| Text under study |
◇ ◇ ◇ ◇

FLYERS’ CAPTAIN CLAUDE GIROUX HAS DISAPPEARED AGAINST CAPS!

By Peter Gleason

There is no other way to describe the Flyers’ elephant in the room.

Their captain Claude Giroux has been a bust in this openeing round series against the Washington Capitals.

For the third consecutive game, Giroux was held without a goal, without an assist and without a significant impact.

Though recognized for his face-off expertise, Giroux lost 54 percent of those in a Game 2 loss. While he was contributing some effort on the penalty-kill, he was a minus-1 through the first 40 minutes. If he was helping, he was not helping much.

“It’s all about second chances, screened shots, all the greasy kind of goals,” Giroux had said, before the Flyers’ 6-1 loss. “I think the message is in the room how we want to play and we have to make sure we follow it.”

The Flyers are not big enough or fast enough to out-greasy-goal the Capitals. Whenever they attempt to muscle toward Braden Holtby, they are forced so far the outside that they are in a spot where smoking is permitted. The series is three games old and it’s the Flyers’ season that seems to be slipping on grease.

◇ ◇ ◇ ◇

| Exercises |
(a) Copy the passage of the Giroux article between "FLYERS’ CAPTAIN CLAUDE" and "a significant impact.", inclusive.
(b) Using the Giroux article, mark each statement yes or no and quote the words that settle it: (i) Giroux lost 54 percent of his face-offs in Game 2. (ii) The Flyers lost a game 6-1. (iii) Giroux scored a goal in the third game of the series.
(c) Continue the article about Claude Giroux and the Flyers, picking up after its final sentence.

◇ ◇ ◇ ◇

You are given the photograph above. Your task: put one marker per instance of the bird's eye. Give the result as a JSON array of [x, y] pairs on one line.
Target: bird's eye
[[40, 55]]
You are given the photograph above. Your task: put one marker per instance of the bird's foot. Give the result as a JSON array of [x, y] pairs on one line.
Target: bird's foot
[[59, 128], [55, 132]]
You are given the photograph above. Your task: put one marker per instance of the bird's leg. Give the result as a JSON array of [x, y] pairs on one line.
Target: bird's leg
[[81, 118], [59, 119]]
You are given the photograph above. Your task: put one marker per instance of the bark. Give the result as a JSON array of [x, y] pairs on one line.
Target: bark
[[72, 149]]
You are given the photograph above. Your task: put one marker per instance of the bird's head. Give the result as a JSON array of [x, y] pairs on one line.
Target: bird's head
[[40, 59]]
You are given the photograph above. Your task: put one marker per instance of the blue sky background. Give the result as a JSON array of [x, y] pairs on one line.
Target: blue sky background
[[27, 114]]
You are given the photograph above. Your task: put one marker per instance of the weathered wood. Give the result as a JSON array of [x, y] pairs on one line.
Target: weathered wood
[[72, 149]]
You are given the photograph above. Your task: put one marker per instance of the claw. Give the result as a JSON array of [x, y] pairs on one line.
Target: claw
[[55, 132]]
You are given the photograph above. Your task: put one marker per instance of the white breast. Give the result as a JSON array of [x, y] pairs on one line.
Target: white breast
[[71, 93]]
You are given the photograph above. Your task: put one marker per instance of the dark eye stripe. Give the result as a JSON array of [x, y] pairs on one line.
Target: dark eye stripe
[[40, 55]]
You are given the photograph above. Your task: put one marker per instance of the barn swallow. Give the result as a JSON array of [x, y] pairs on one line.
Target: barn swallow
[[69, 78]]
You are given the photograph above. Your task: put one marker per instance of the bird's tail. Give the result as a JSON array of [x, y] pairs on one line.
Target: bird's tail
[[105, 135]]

◇ ◇ ◇ ◇

| Responses by task |
(a)
FLYERS’ CAPTAIN CLAUDE GIROUX HAS DISAPPEARED AGAINST CAPS!

By Peter Gleason

There is no other way to describe the Flyers’ elephant in the room.

Their captain Claude Giroux has been a bust in this openeing round series against the Washington Capitals.

For the third consecutive game, Giroux was held without a goal, without an assist and without a significant impact.

(b)
(i) Yes: "Giroux lost 54 percent of those in a Game 2 loss."
(ii) Yes: "before the Flyers’ 6-1 loss."
(iii) No: "For the third consecutive game, Giroux was held without a goal, without an assist and without a significant impact."

(c)
By the time Evgeny Kuznetsov scored on the power play early in the third, benefitting from the puck bouncing oddly off the boards, the Flyers were down to one answer. Their best players – not just Giroux, but Wayne Simmonds and Jake Voracek, Brayden Schenn and Shayne Gostisbehere, their No. 1 power-play unit – were going to have to create the kind of offense that no coach can design.

“There are no major changes we want to make,” Hakstol said, earlier in the day. “It’s the little things. Their goaltender has been very good. What do you do to try to change it? Get a little more traffic. Find a rebound around the top of the crease.

“A bunch of little things.”

The Capitals have scored seven power-play goals in a series that well could be over by late Wednesday night. The Flyers have had 13 power-play opportunities and have not scored.

“There are always things that you can look at, address and try to do a little bit better,” Hakstol said before the game. “I thought we had some good looks. Not ‘thought’; I know we did. We had some good looks. But again, much the same as five-on-five, we’ve got to do a little bit better and find a way to get one in the back of the net.”

That’s the job of the best players. That’s the job the Flyers’ best players have failed to do.